===== Material provided

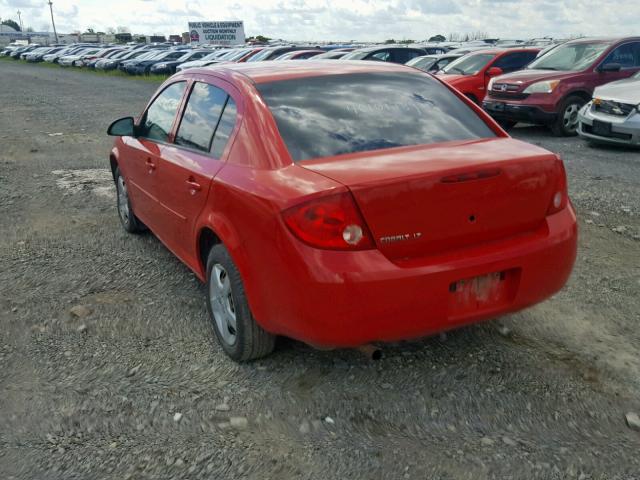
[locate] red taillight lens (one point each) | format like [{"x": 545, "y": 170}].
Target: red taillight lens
[
  {"x": 333, "y": 222},
  {"x": 560, "y": 194}
]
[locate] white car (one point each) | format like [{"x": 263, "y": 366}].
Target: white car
[{"x": 613, "y": 116}]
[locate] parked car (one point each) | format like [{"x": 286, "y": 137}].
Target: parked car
[
  {"x": 143, "y": 67},
  {"x": 91, "y": 58},
  {"x": 113, "y": 62},
  {"x": 432, "y": 63},
  {"x": 300, "y": 55},
  {"x": 38, "y": 56},
  {"x": 271, "y": 53},
  {"x": 552, "y": 89},
  {"x": 332, "y": 55},
  {"x": 349, "y": 221},
  {"x": 393, "y": 54},
  {"x": 471, "y": 73},
  {"x": 15, "y": 54},
  {"x": 613, "y": 116},
  {"x": 70, "y": 60},
  {"x": 168, "y": 67},
  {"x": 150, "y": 55},
  {"x": 212, "y": 58}
]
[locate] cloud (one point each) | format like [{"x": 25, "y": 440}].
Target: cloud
[{"x": 367, "y": 20}]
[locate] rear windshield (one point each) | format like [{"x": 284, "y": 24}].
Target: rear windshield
[
  {"x": 340, "y": 114},
  {"x": 571, "y": 56},
  {"x": 469, "y": 64}
]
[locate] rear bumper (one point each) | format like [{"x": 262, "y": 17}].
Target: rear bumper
[
  {"x": 343, "y": 299},
  {"x": 624, "y": 130},
  {"x": 504, "y": 110}
]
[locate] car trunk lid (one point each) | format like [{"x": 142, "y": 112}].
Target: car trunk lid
[{"x": 425, "y": 200}]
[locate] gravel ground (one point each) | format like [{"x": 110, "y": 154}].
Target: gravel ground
[{"x": 109, "y": 369}]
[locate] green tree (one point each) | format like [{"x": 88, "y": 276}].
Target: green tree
[{"x": 11, "y": 23}]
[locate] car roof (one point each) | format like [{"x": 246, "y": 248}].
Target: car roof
[
  {"x": 264, "y": 72},
  {"x": 608, "y": 40},
  {"x": 385, "y": 47}
]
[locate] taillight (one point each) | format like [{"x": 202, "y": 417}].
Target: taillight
[
  {"x": 332, "y": 222},
  {"x": 560, "y": 193}
]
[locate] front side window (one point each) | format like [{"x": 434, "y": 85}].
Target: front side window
[
  {"x": 383, "y": 56},
  {"x": 570, "y": 57},
  {"x": 469, "y": 64},
  {"x": 158, "y": 120},
  {"x": 341, "y": 114},
  {"x": 627, "y": 55},
  {"x": 201, "y": 117},
  {"x": 403, "y": 55},
  {"x": 514, "y": 61}
]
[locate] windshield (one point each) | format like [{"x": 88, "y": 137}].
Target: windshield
[
  {"x": 261, "y": 55},
  {"x": 340, "y": 114},
  {"x": 469, "y": 64},
  {"x": 239, "y": 54},
  {"x": 572, "y": 57}
]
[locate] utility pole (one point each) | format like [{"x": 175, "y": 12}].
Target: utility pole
[{"x": 52, "y": 22}]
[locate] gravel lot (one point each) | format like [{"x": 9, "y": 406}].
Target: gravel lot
[{"x": 108, "y": 367}]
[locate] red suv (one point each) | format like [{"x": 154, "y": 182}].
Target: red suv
[
  {"x": 470, "y": 74},
  {"x": 552, "y": 89}
]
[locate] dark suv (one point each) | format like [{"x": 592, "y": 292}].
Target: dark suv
[
  {"x": 553, "y": 88},
  {"x": 385, "y": 54}
]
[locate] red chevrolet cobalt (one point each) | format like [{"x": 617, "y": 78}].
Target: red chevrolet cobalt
[{"x": 342, "y": 203}]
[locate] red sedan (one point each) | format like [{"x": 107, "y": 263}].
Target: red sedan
[{"x": 342, "y": 203}]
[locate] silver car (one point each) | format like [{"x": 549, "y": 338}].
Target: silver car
[{"x": 613, "y": 116}]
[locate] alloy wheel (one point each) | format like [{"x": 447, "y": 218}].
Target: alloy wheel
[
  {"x": 570, "y": 117},
  {"x": 222, "y": 304},
  {"x": 123, "y": 200}
]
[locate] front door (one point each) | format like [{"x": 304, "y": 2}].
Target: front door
[
  {"x": 189, "y": 164},
  {"x": 142, "y": 168}
]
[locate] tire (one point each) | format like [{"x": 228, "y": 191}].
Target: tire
[
  {"x": 567, "y": 122},
  {"x": 129, "y": 221},
  {"x": 237, "y": 331}
]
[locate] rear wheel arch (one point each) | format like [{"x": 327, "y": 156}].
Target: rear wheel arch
[
  {"x": 472, "y": 97},
  {"x": 207, "y": 239},
  {"x": 113, "y": 162}
]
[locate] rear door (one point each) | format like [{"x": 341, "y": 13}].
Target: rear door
[
  {"x": 141, "y": 160},
  {"x": 196, "y": 155}
]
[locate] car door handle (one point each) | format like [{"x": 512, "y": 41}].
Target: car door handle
[{"x": 193, "y": 185}]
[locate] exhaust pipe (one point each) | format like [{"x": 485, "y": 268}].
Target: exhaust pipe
[{"x": 370, "y": 351}]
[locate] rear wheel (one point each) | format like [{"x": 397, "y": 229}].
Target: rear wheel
[
  {"x": 237, "y": 331},
  {"x": 567, "y": 122},
  {"x": 507, "y": 124}
]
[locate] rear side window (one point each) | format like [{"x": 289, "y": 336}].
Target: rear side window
[
  {"x": 403, "y": 55},
  {"x": 627, "y": 55},
  {"x": 201, "y": 117},
  {"x": 159, "y": 117},
  {"x": 225, "y": 127},
  {"x": 340, "y": 114}
]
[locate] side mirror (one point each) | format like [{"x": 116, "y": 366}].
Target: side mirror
[
  {"x": 124, "y": 127},
  {"x": 610, "y": 67}
]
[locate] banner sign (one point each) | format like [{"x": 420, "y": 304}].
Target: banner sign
[{"x": 217, "y": 33}]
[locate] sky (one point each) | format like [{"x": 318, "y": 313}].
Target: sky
[{"x": 364, "y": 20}]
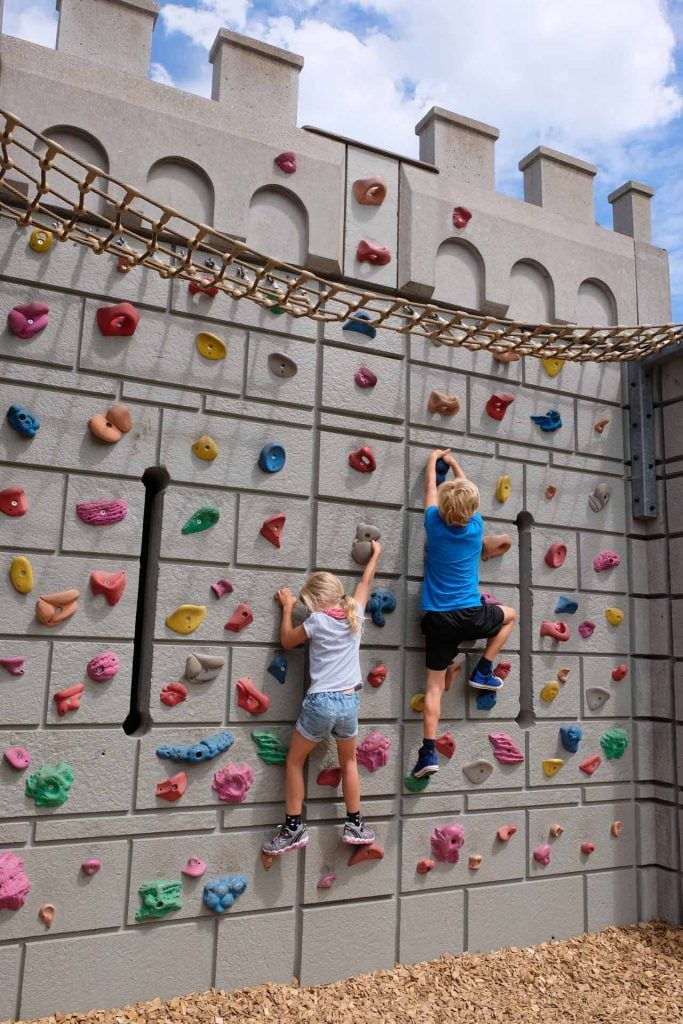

==========

• Task description:
Collect every line from the items above that contains the word "banner", and copy each such line in full.

• Solution for this task:
[locate] banner sign (one point each) | format like [{"x": 420, "y": 304}].
Target: banner sign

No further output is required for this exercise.